■ **Trecho citado**
Bahia: Festas são canceladas na Chapada após ameaças de traficantes ligados a Zé de Lessa
Ao
menos oito festas que ocorreriam entre esta sexta-feira (6) e sábado (7) em
cidades da Chapada Diamantina foram canceladas após ameaças de traficantes
ligados à facção Bonde do Maluco (BDM). O líder José Francisco Lumes, o Zé de
Lessa, foi morto na quarta-feira (04) em confronto com a polícia do Mato Grosso
do Sul.
As
ameaças são para que as festas não sejam realizadas em respeito ao enterro do
“Velhinho”, que, segundo a Polícia Civil do Mato Grosso do Sul, ocorreria em
Dourados, cidade onde reside a ‘Índia’, que há um ano vivia com Zé de Lessa e
onde ele foi morto numa troca de tiros junto com mais três comparsas ainda não
identificados.
Áudios
enviados por grupos de WhatsApp mostram comunicações entre traficantes de outra
cidade enviando mensagens para comparsas que atuam na Chapada Diamantina.
“Salve,
família. Seabra, Chapada Diamantina e região. Passa uma visão aí que nós só
quer enterrar nosso coroa cangaceiro em paz, pra não haver festa aí e nem em
canto nenhum, senão o carro preto vai passar passando, tamo de luto, é daquele
jeito. Se rolar festa, nós vai botar pânico na cidade como vocês nunca viu”,
diz um dos áudios.
Um
dos cancelamentos confirmados, “por precaução”, foi o do show de Anna Catarina
que seria realizado em Iraquara.
Dentre
as festas canceladas, estão ainda as de Pedim Paredão, com as cantoras Hanna
Clara e Letícia Ângela, que seria em Iraquara; a Chopada da Barra; o ensaio do
Seabra Ligth e o Festival Regional do Café.
“Nunca
tivemos uma festa cancelada, nem qualquer outro problema, mas ninguém é doido
de ouvir uma ameaça dessa e ficar parado”, comentou uma mulher que faz parte da
organização de uma das festas e não quis ter seu nome divulgado. “Todo mundo
cancelou as festas por causa dos traficantes”.
E
na sequência dos áudios, o integrante da facção dia que “a covardia que fizeram
com o veinho não vai ficar de graça não, vai ter uma cobrança doida”.
A
Secretaria de Segurança Pública da Bahia (SSP-BA) diz desconhecer o
cancelamento das festas e que não recebeu pedido dos organizações das festas
para averiguar o caso.
Líder do BDM foi morto na última
quarta
Centenas
de homicídios e tentativas do mesmo crime, extorsão mediante sequestro, roubos
a bancos, carros-fortes e transportadora de valores, tráfico de drogas, armas e
munições, associação ao tráfico, falsidade ideológica e corrupção de menores.
Por
esses crimes e pela violência que empregava à frente da facção Bonde do Maluco
(BDM), cuja base é em Salvador e Região Metropolitana, com ramificações no
interior do estado, o baiano José Francisco Lumes, o Zé de Lessa, era
considerado pelas autoridades públicas como o maior criminoso em atuação na
Bahia.
Nascido
em Carfanaum, cidade do centro-norte do estado, ele foi morto pela Polícia
Militar na manhã desta quarta-feira (4), junto com mais quatro comparsas, numa
área rural do estado do Mato Grosso do Sul, após ter seu esconderijo descoberto
pelos policiais.

■ **Seção de dados**

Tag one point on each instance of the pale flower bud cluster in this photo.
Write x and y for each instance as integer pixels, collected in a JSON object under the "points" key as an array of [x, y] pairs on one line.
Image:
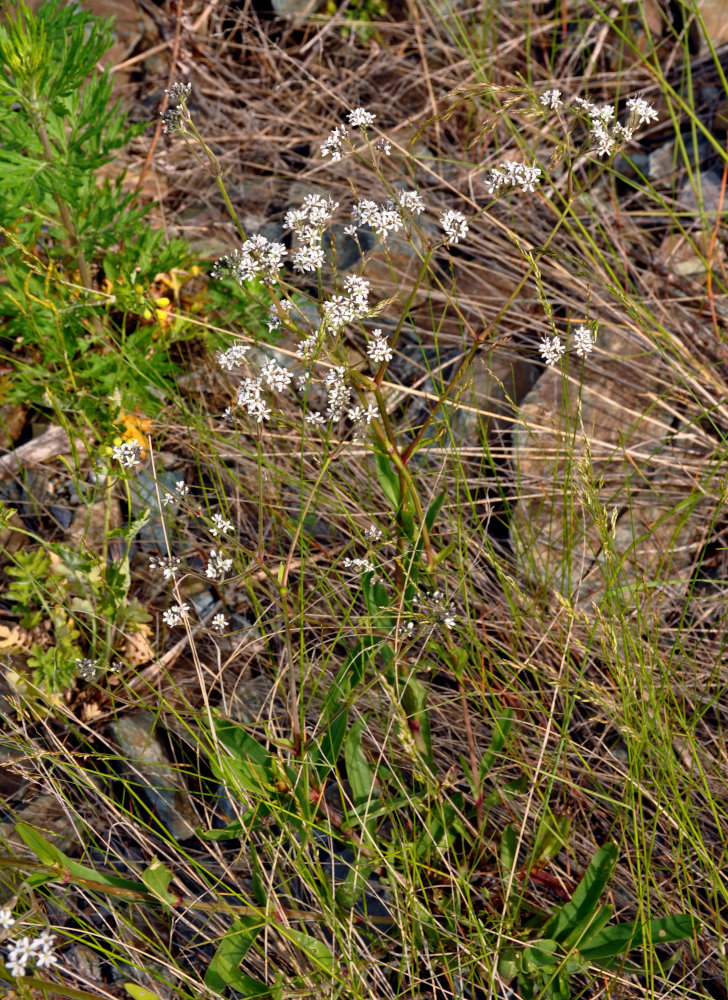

■ **Tarefas propostas**
**a)** Indique se cada afirmação concorda com a reportagem sobre o cancelamento das festas na Chapada, respondendo sim ou não e citando literalmente as palavras decisivas: (i) o show de Anna Catarina, previsto para Iraquara, foi cancelado; (ii) Zé de Lessa nasceu em Salvador; (iii) a facção Bonde do Maluco tem base em Salvador e Região Metropolitana.
**b)** Reproduza, sem qualquer alteração, o trecho da reportagem sobre o cancelamento das festas na Chapada que se inicia com as palavras "Líder do BDM" e se encerra em "corrupção de menores.".

■ **Gabarito do exercício**
**a)**
(i) Sim: "Um dos cancelamentos confirmados, “por precaução”, foi o do show de Anna Catarina que seria realizado em Iraquara."
(ii) Não: "Nascido em Carfanaum, cidade do centro-norte do estado"
(iii) Sim: "cuja base é em Salvador e Região Metropolitana"

**b)**
Líder do BDM foi morto na última
quarta
Centenas
de homicídios e tentativas do mesmo crime, extorsão mediante sequestro, roubos
a bancos, carros-fortes e transportadora de valores, tráfico de drogas, armas e
munições, associação ao tráfico, falsidade ideológica e corrupção de menores.